__Texte extrait__:
• • • • • • •
Les physiciens s'efforcèrent au cours des années suivantes de calculer les coefficients A et B en améliorant le modèle de Bohr de différentes façons, sans grand succès. Leur approche revenait en général à considérer une "limite classique" n→∞ dans laquelle l'écart entre les niveaux d'énergie En=E0/n2 tendait vers zéro. L'énergie devenait "presque" continue, presque classique, et il était peut être possible d'appliquer l'électrodynamique classique pour calculer l'intensité du rayonnement émis par un électron accéléré sur une orbite (le calcul de Larmor en 1897). L'espoir était que les résultats obtenus dans ce cas puissent être extrapolés ailleurs dans le spectre. La cohérence de toute l'approche, aussi discutable soit-elle, était parrainée par Bohr sous le nom de "principe de correspondance". Ce principe voulait qu'il existe des cas limites où principes quantiques et principes calssiques se rejoignaient.

Le premier calcul correct des coefficients A et B d'Einstein dut attendre Dirac, en 1927, dans le cadre de la nouvelle théorie des quanta.
• • • • • • •
__Consigne a__: D'après le texte sur le calcul des coefficients A et B, pourquoi les physiciens considéraient-ils la limite n→∞ ? Répondez en une à trois phrases.
• • • • • • •
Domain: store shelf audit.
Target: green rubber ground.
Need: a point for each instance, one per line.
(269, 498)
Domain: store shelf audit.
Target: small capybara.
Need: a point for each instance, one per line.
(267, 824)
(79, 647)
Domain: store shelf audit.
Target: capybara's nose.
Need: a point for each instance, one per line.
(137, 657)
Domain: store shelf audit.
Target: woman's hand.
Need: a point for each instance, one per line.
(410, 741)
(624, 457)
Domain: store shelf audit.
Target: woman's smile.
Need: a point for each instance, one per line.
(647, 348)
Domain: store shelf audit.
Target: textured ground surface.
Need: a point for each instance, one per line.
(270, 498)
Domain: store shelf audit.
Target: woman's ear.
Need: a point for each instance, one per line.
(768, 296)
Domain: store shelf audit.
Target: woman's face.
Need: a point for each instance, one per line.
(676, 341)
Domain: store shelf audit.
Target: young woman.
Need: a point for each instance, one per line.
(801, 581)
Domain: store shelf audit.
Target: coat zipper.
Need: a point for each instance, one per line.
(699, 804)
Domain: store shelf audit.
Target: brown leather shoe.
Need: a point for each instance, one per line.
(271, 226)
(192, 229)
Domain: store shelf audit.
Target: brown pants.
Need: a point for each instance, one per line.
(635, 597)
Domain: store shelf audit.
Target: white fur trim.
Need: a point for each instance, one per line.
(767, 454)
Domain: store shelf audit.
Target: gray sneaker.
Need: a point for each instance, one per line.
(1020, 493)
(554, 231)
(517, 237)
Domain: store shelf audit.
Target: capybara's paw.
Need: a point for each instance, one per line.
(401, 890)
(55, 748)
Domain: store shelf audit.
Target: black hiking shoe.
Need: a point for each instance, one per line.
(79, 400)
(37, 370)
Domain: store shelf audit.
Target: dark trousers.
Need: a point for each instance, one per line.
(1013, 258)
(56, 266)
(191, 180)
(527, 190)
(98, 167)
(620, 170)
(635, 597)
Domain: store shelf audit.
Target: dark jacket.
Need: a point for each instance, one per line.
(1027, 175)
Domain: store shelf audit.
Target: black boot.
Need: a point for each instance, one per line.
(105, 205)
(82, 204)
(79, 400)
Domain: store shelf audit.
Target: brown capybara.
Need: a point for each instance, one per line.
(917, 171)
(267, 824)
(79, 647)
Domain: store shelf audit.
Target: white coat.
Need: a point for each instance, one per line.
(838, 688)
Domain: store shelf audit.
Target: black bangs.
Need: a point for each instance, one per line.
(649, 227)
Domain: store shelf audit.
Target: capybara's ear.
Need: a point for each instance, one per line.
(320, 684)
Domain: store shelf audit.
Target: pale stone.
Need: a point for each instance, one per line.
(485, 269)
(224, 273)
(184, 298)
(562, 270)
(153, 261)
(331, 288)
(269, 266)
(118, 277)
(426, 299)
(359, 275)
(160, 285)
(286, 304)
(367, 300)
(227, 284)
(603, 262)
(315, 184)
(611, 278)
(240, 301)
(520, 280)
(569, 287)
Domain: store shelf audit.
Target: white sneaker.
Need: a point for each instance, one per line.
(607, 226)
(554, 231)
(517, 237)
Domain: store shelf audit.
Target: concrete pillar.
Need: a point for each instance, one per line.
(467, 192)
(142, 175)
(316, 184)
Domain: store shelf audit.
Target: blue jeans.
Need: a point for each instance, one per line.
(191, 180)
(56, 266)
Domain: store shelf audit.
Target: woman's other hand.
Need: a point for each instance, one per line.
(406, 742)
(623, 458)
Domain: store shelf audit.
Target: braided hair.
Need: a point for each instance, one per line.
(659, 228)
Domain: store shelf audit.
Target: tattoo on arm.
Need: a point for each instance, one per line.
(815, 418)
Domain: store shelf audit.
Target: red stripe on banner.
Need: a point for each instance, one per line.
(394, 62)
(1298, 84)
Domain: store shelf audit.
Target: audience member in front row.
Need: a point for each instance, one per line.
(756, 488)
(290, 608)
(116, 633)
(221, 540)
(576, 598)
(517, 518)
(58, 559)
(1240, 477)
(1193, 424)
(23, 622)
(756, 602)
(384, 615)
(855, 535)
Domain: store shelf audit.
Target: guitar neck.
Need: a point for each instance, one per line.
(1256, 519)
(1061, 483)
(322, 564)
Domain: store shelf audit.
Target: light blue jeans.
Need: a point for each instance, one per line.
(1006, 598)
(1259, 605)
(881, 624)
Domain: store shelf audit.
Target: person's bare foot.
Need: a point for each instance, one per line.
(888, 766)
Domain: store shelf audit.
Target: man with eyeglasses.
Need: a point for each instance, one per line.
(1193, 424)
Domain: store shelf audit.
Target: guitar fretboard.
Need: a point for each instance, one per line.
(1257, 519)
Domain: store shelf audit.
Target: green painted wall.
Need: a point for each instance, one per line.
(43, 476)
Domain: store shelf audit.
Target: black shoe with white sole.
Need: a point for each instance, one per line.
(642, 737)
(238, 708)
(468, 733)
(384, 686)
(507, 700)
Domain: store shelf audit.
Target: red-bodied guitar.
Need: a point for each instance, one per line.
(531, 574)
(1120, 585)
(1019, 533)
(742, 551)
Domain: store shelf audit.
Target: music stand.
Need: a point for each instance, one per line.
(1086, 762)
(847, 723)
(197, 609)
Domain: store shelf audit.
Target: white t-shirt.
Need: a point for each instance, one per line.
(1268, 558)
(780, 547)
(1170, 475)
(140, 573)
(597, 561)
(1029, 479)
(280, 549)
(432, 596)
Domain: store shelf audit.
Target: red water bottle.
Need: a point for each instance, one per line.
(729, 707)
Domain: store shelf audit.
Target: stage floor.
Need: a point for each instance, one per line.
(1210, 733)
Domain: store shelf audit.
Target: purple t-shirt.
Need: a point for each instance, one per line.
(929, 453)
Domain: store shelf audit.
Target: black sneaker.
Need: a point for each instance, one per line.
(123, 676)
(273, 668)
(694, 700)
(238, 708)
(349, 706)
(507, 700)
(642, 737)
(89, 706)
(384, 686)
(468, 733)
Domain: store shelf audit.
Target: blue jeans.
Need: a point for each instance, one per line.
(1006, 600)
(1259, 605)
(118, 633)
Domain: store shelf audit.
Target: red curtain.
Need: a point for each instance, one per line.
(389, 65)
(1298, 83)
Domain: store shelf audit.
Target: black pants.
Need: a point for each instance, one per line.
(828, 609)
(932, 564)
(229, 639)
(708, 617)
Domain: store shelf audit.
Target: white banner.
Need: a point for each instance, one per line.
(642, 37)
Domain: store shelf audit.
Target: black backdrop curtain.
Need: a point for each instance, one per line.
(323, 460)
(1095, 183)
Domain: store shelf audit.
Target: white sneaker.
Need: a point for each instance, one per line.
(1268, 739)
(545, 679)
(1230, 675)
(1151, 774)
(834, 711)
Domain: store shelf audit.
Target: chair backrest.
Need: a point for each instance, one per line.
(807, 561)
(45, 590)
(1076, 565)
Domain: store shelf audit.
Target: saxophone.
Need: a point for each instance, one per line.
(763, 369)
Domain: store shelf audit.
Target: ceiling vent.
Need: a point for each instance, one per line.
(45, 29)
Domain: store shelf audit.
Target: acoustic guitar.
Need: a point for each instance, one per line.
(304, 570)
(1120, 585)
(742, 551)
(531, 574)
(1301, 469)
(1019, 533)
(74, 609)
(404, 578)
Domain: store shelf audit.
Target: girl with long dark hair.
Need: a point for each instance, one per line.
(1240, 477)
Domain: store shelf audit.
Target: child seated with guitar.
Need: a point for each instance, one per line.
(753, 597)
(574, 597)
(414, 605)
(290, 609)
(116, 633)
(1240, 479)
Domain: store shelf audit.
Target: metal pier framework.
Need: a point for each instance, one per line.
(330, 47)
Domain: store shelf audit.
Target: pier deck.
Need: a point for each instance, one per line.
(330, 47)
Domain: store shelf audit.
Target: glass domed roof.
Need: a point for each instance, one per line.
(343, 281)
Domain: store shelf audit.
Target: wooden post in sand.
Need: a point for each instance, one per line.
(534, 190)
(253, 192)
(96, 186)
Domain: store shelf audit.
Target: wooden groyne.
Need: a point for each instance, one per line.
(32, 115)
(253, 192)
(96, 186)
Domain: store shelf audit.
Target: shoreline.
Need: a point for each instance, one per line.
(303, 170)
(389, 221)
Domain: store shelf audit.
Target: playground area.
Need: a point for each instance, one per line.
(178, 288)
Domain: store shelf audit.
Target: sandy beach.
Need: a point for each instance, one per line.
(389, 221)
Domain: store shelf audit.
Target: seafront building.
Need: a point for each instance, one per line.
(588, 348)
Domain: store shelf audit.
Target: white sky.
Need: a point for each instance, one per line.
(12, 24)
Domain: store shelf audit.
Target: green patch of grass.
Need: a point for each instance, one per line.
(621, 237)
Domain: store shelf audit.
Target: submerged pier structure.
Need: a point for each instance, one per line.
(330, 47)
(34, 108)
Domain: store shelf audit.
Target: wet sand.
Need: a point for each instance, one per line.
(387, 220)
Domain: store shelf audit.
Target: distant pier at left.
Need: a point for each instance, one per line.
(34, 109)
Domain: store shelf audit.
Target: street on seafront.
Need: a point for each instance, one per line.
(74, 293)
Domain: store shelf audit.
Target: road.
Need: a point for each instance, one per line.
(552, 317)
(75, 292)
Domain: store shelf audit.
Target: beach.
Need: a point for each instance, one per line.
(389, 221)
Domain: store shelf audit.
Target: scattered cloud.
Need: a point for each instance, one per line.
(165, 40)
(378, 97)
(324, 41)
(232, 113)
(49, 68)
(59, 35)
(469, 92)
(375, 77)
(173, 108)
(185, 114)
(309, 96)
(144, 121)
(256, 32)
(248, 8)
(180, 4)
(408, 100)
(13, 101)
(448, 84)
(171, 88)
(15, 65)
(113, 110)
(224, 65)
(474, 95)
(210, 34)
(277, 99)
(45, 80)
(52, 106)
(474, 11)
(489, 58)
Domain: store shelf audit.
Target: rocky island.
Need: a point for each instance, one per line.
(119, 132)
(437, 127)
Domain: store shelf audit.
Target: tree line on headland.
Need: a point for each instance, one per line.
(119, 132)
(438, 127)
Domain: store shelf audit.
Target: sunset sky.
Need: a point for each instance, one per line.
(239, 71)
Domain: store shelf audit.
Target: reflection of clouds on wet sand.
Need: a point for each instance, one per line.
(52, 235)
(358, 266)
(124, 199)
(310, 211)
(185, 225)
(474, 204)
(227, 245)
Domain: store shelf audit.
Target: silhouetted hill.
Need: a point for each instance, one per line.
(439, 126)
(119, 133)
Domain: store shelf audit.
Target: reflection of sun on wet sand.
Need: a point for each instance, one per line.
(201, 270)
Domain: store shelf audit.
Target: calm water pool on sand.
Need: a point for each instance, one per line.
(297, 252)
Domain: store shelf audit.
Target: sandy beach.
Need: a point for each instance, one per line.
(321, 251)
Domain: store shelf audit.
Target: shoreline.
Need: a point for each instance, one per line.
• • • • • • •
__Consigne b__: Relevez chaque ligne des entrées qui contient le mot « coat ».

__Réponse attendue a__: Dans cette limite, l'écart entre les niveaux d'énergie En=E0/n2 tendait vers zéro, de sorte que l'énergie devenait presque continue, presque classique. Il semblait alors possible d'appliquer l'électrodynamique classique pour calculer l'intensité du rayonnement émis par un électron accéléré sur une orbite. On espérait ensuite extrapoler ces résultats ailleurs dans le spectre.

__Réponse attendue b__:
Target: coat zipper.
Target: white coat.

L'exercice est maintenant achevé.